Start of Text for analysis
The case of Bandhua Mukti Morcha Vs Union of India and Ors is one of the historical judgments in contention with the upliftment of Bonded labor in India. The petitioner is Bandhua Mukti Morcha which is a philanthropic non-governmental organization that works for the welfare of individuals and is dedicated to the cause of the release of bonded laborers in the country.
Facts of Bandhua Mukti Morcha Case
The petitioner Bandhua Mukti Morcha, in an attempt to voice their issues wrote a letter to Justice P N Bhagwati on 25th February 1982. They contended that according to the survey conducted by them in some of the stone quarries situated in the Faridabad district of Haryana, there were a large number of laborers who were constantly under extremely “inhumane and intolerable conditions”.
The letter described the despicable working conditions of the stone quarries. There were a large number of bonded laborers who were from different parts of the country. The letter listed the names of 11 employees working for Rajasthan, 30 from Madhya Pradesh, and 14 for Uttar Pradesh and their statements concerning their vulnerability. The letter shade light on the plight of workers in quarries and how they had impotable water to drink that came from nullahs and they did not even have proper shelter to live in. They lived in Jhuggies, which only had a straw covering the top. The dusty atmosphere of the quarries and fatal injuries to the workers were neglected and not even provided compensation.
The petitioners prayed for the issuance of a writ petition in order to implement labour welfare laws such as the Mines Act, 1952, Inter-State Migrant Workmen (Regulation of Employment and Conditions of Service) Act 1979, Contract Labour (Regulation and Abolition) Act 1970, Bonded Labour System (Abolition) Act 1976, Minimum Wages Act, 1948, and others in a way that was appropriate.
The Apex court treated the letter as a writ petition and appointed a special commission to investigate the charges made by the petitioners. Hon’ble Supreme Court issued a notice regarding the appointment of two attorneys to investigate this matter, namely, Ashok Shrivastava and Ashok Panda as Commissioner. The Commission submitted its report on investigation of stone quarries on 2nd of March, 1982. Following were the findings of the report:
- The atmosphere in the stone quarries was dusty to an extent that it was very difficult to breathe;
- Workmen were not allowed to leave the stone quarries and were providing forced labour;
- Labours did not even have pure water for drinking, they were compelled to drink contaminated water from nullahs;
- Moreover, they did not even have a proper shelter to live in, they lived in Jhuggies which was only made of piled stones and straws;
- Workmen were inhumanely neglected upon casualties for medical assistance;
- They were not even paid compensation for the injuries they suffered during the course of their employment.
In order for the State Government and its employees to take the appropriate action to address the issue, the Court had also tasked Dr Patwardhan of the Indian Institute of Technology with conducting a socio-legal inquiry to ascertain the veracity of the state’s functions.
Provisions Involved In Bandhua Mukti Morcha Case
- Article 32 of the Indian Constitution
- Article 21 of the Indian Constitution
- Article 23(1) of the Indian Constitution
- Bonded Labour System Act, 1976
- Mines Rules, 1955
- Maternity Benefit Act, 1961
- Mines Vocational Training Rules, 1966
Issues Raised In Bandhua Mukti Morcha Vs Union Of India And Ors Case
- Whether the letter addressed to Judge be treated as a Writ Petition?
- Whether there was any infringement of Fundamental Rights?
- Whether Supreme Court is empowered to appoint a Commission?
End of Text for analysis
• _Explore the material_:
a) According to the Bandhua Mukti Morcha case summary, on what date did the Commission submit its report on the stone quarries?
b) List every item under the heading "Provisions Involved In Bandhua Mukti Morcha Case" in the Bandhua Mukti Morcha case summary.
c) For each statement, say whether the Bandhua Mukti Morcha case summary agrees with it, and quote the words that decide it.
(i) The petitioner's letter was addressed to Justice P N Bhagwati.
(ii) The letter named 30 workers from Uttar Pradesh.
(iii) The Court had Dr Patwardhan of the Indian Institute of Technology conduct a socio-legal inquiry.
The material that follows is not needed to complete this exercise.
Start of Dataset excerpts
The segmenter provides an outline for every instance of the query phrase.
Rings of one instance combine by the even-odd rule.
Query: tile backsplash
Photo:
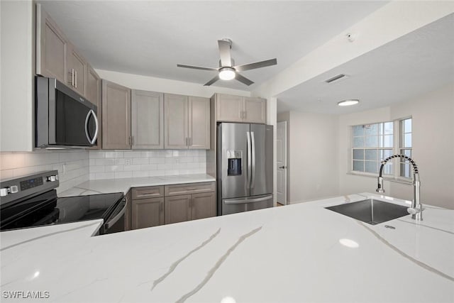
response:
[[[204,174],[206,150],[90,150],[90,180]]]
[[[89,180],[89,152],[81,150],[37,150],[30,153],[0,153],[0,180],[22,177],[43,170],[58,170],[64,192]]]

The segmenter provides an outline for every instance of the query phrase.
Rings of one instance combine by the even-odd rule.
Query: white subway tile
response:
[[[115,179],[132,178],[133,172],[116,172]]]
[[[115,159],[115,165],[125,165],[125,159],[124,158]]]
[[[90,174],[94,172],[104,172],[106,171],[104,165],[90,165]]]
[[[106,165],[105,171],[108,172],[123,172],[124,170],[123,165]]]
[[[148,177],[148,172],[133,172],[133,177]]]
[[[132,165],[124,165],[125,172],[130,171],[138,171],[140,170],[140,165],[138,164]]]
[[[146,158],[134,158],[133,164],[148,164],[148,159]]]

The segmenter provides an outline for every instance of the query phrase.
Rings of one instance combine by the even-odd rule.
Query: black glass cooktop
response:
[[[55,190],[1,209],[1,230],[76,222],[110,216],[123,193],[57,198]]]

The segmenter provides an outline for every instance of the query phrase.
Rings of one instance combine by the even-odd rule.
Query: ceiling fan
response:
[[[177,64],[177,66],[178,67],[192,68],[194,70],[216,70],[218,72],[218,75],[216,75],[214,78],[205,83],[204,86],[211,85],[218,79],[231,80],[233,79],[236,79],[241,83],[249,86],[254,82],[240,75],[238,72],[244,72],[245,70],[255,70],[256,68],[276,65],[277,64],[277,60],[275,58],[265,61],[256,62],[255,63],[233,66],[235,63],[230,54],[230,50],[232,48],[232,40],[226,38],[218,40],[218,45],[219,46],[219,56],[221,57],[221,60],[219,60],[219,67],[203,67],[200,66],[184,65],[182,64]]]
End of Dataset excerpts
• _Answers to the exercises_:
a) 2nd of March, 1982

b)
- Article 32 of the Indian Constitution
- Article 21 of the Indian Constitution
- Article 23(1) of the Indian Constitution
- Bonded Labour System Act, 1976
- Mines Rules, 1955
- Maternity Benefit Act, 1961
- Mines Vocational Training Rules, 1966

c)
(i) Yes: "wrote a letter to Justice P N Bhagwati on 25th February 1982"
(ii) No: "30 from Madhya Pradesh, and 14 for Uttar Pradesh"
(iii) Yes: "the Court had also tasked Dr Patwardhan of the Indian Institute of Technology with conducting a socio-legal inquiry"